(Pointing and labeling entries)
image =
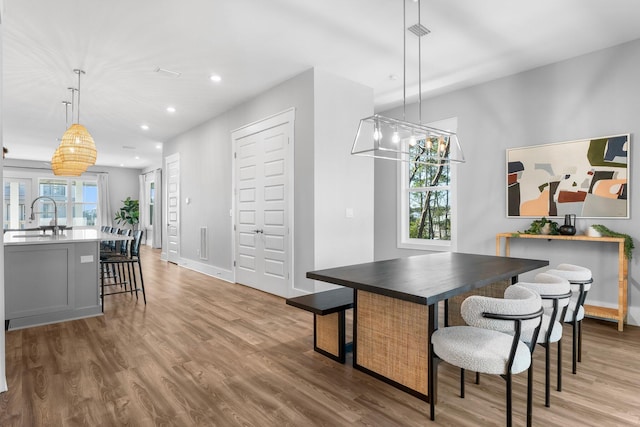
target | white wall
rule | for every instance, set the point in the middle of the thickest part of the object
(3, 378)
(206, 172)
(123, 182)
(588, 96)
(342, 182)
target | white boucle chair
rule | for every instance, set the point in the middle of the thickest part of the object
(555, 292)
(491, 343)
(580, 279)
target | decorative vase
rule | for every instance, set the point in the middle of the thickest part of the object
(569, 227)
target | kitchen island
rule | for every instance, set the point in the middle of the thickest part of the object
(51, 278)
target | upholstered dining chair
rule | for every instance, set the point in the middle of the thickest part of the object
(491, 342)
(555, 292)
(580, 280)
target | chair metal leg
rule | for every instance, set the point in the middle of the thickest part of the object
(560, 365)
(575, 347)
(508, 379)
(144, 295)
(580, 341)
(530, 395)
(547, 374)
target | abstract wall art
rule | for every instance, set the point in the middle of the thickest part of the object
(588, 178)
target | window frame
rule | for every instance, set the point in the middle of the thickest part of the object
(403, 191)
(69, 203)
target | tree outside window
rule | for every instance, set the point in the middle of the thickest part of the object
(427, 199)
(428, 192)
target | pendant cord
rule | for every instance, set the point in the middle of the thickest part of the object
(419, 67)
(404, 60)
(73, 103)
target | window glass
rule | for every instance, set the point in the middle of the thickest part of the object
(84, 201)
(429, 207)
(15, 209)
(426, 202)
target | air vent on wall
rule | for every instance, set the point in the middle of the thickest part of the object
(419, 30)
(203, 243)
(167, 72)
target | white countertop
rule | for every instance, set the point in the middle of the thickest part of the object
(68, 236)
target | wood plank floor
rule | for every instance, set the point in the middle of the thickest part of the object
(204, 352)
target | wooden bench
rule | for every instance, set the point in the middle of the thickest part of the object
(328, 310)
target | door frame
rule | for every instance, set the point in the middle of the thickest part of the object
(286, 117)
(165, 225)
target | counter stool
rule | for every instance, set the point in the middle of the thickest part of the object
(126, 263)
(555, 292)
(580, 279)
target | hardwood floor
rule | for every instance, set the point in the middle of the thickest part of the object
(204, 352)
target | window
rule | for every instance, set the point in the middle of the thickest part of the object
(77, 197)
(84, 203)
(16, 194)
(426, 209)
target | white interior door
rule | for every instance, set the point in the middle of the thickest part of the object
(172, 166)
(262, 202)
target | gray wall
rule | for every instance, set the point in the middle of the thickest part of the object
(342, 181)
(326, 112)
(206, 174)
(588, 96)
(123, 182)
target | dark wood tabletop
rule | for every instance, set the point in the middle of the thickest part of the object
(427, 279)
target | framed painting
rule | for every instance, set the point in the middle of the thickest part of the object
(588, 178)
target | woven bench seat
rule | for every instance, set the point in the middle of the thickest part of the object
(328, 308)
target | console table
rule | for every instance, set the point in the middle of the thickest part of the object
(618, 313)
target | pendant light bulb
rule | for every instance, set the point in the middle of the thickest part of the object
(395, 138)
(441, 145)
(377, 135)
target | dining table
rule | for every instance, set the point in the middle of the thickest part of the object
(396, 305)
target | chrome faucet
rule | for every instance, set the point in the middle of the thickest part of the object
(55, 212)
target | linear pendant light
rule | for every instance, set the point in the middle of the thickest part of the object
(57, 165)
(389, 138)
(77, 146)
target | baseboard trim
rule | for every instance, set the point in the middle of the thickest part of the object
(209, 270)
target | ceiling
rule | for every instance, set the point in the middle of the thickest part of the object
(254, 45)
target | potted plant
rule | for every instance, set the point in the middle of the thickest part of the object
(129, 213)
(542, 226)
(628, 240)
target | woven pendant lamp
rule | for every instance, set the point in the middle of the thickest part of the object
(68, 168)
(77, 144)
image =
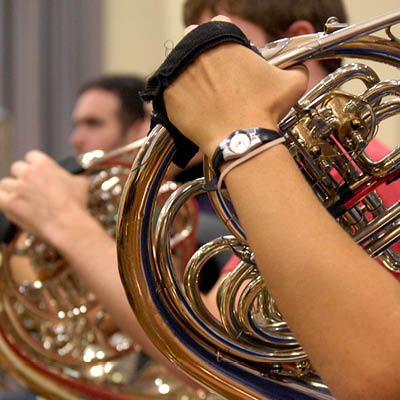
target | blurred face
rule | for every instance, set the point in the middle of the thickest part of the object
(96, 122)
(253, 32)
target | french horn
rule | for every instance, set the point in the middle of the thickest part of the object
(54, 334)
(249, 352)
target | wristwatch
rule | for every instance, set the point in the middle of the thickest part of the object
(241, 142)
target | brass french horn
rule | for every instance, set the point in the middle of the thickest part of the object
(250, 352)
(54, 335)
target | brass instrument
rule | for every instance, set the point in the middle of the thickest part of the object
(54, 335)
(250, 352)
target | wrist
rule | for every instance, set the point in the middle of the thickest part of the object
(218, 135)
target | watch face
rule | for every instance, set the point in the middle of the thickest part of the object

**GOAL:**
Pictures are excluded; copy all other data exactly as shown.

**SOLUTION FOR THIS TASK:**
image =
target | white wall
rule | for every instance, set the point in the middle of the thickest part of the object
(3, 378)
(206, 172)
(123, 182)
(588, 96)
(342, 182)
target | white boucle chair
rule | for every instance, set the point in the middle of the thickest part of the object
(555, 292)
(491, 343)
(580, 279)
target | decorative vase
rule | for every instance, set the point in the middle of the thickest part of the object
(569, 227)
target | kitchen island
rule | for every instance, set the point in the middle of the thickest part of the object
(51, 278)
target | upholstered dining chair
rule | for every instance, set the point in the middle of the thickest part of the object
(491, 342)
(555, 292)
(580, 280)
target | chair metal leg
rule | for every instance, set the point in the middle of the thickest part of the object
(560, 365)
(575, 347)
(508, 379)
(144, 295)
(580, 341)
(530, 395)
(547, 374)
target | abstract wall art
rule | for every instance, set the point in the middle of the thickest part of the object
(588, 178)
target | window frame
rule | for every instance, set the point in the middle of the thickest part of the object
(403, 191)
(69, 203)
target | tree outside window
rule | for every instance, set the point in the middle of the thickest part of the object
(427, 199)
(428, 192)
target | pendant cord
rule | for every instance, set the point in the middle of the thickest part of the object
(419, 67)
(404, 60)
(73, 103)
target | window glass
rule | for every instance, set the point in the middle of the thickest part of the object
(84, 201)
(429, 207)
(15, 209)
(426, 202)
target | air vent on wall
rule | for every instance, set the point in the middle of the thickest part of the object
(419, 30)
(203, 243)
(167, 72)
target | white countertop
rule | for every instance, set the point in the middle of the thickest part of the object
(68, 236)
target | wood plank floor
rule | for every instance, set the point in the middle of the thickest part of the object
(204, 352)
target | wooden bench
rule | for every instance, set the point in the middle of the thickest part of the object
(328, 310)
target | door frame
rule | for every instance, set the point in the middle of the thickest part of the object
(286, 117)
(165, 225)
target | counter stool
rule | for every instance, set the point in the middle of the thickest part of the object
(126, 263)
(555, 292)
(580, 279)
target | hardwood floor
rule | for every instance, set the point in the middle of the thickest part of the object
(204, 352)
target | window
rule | for every instance, set the point in the middle of the thickest part of the object
(77, 197)
(84, 203)
(16, 194)
(426, 209)
target | white interior door
rule | for every instance, set the point in the middle of the thickest part of the object
(172, 166)
(262, 202)
target | gray wall
rule | for every instance, set the point in the middle of the thickest part of the object
(342, 181)
(326, 112)
(206, 174)
(588, 96)
(123, 182)
target | dark wood tabletop
rule | for every instance, set the point in the middle of the thickest part of the object
(427, 279)
target | framed painting
rule | for every instance, set the point in the middle of the thickest part of the object
(588, 178)
target | woven bench seat
rule | for every instance, set the point in the middle of the thickest part of the object
(328, 308)
target | console table
rule | for every instance, set the point in the middle of the thickest part of the object
(618, 313)
target | pendant light bulb
rule | for every instance, set the point in the middle of the thickest part of the object
(395, 138)
(441, 145)
(377, 135)
target | dining table
rule | for every instance, set the point in the middle of the thickest part of the object
(396, 305)
target | chrome faucet
rule | for every instance, set the point in the middle of the thickest part of the object
(55, 212)
target | linear pendant light
rule | for every instance, set the point in the middle of the thickest part of the object
(57, 165)
(389, 138)
(77, 146)
target | baseboard trim
rule | for every instance, set the point in the middle of the thickest part of the object
(209, 270)
target | ceiling
rule | for every instance, set the point in the middle of the thickest part of the object
(254, 45)
target | potted plant
rule | for every instance, set the point in the middle of the thickest part of the object
(129, 213)
(542, 226)
(628, 240)
target | woven pendant lamp
rule | for every instance, set the point in the middle of the thickest part of the object
(68, 168)
(77, 144)
image =
target | blurred face
rule | for every instance, set the point in the middle of the thickest part of the object
(96, 122)
(253, 32)
target | french horn
rule | for every instance, set the point in the middle of the thickest part of the object
(54, 334)
(249, 352)
target | wristwatch
rule | for every instance, set the point in the middle of the thickest part of the object
(241, 142)
target | brass french horn
rule | for every instance, set the point in the middle of the thickest part of the object
(250, 352)
(54, 335)
target | brass instrument
rule | for every instance, set the point in the middle of the thickest part of the object
(54, 335)
(250, 352)
target | wrist
rule | for every instance, set the point in the middle of the thickest part of the object
(218, 135)
target | watch face
rule | for every instance, set the point in the middle of the thickest part of the object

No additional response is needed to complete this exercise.